CF patients often cannot interact with each other socially due to worries of cross-infection of Pseudomonas, MRSA, Burkholderia cepacia, and other bacteria. These infections thrive in the thick mucus of CF patients' lungs and cause complications and possibly death. Therefore CF patients who do not have a certain bacteria type cannot meet with those who do. Because of this risk CF patients must remain in isolation during hospital stays, and special precautions must be taken. This risk previously caused many CF clinics to recommend that CF patients live in isolation and never meet. However recently these views have been changed because of the possible psychological problems this may cause; instead CF patients are encouraged to exercise caution, avoid direct physical contact, and possibly wear surgical masks.
In addition to pulmonary infections, most people with CF also have problems with digestion, particularly the digestion of fats. This leads to malabsorption and difficulty gaining and maintaining weight, which in turn affects overall health. This is due to the abnormally sticky mucus that blocks the release of digestive enzymes from the pancreas. Pancreatic insufficiency is treated with supplemental enzymes. Usually water-miscible forms of the fat-soluble vitamins A, D, E, and K are required as the decreased fat absorption can lead to deficiencies of these vitamins.

-*-*-

__Problem__
Retype the part of the text on CF that begins at the words "In addition to" and stops after the words "of these vitamins.".

-*-*-

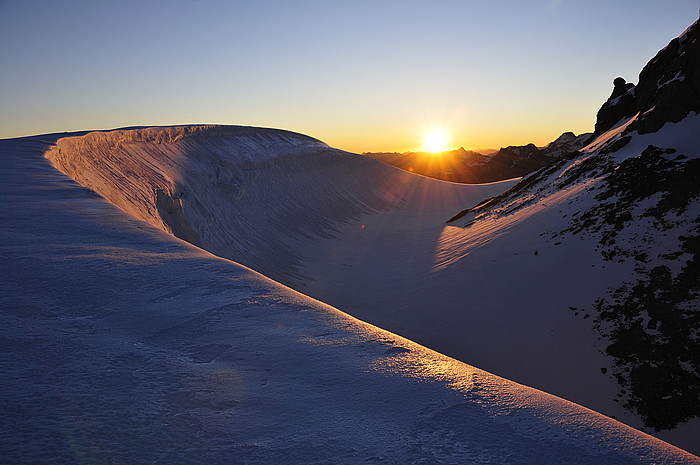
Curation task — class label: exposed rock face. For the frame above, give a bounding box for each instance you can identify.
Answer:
[449,22,700,442]
[594,77,637,136]
[595,21,700,136]
[363,132,591,184]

-*-*-

__Reply__
In addition to pulmonary infections, most people with CF also have problems with digestion, particularly the digestion of fats. This leads to malabsorption and difficulty gaining and maintaining weight, which in turn affects overall health. This is due to the abnormally sticky mucus that blocks the release of digestive enzymes from the pancreas. Pancreatic insufficiency is treated with supplemental enzymes. Usually water-miscible forms of the fat-soluble vitamins A, D, E, and K are required as the decreased fat absorption can lead to deficiencies of these vitamins.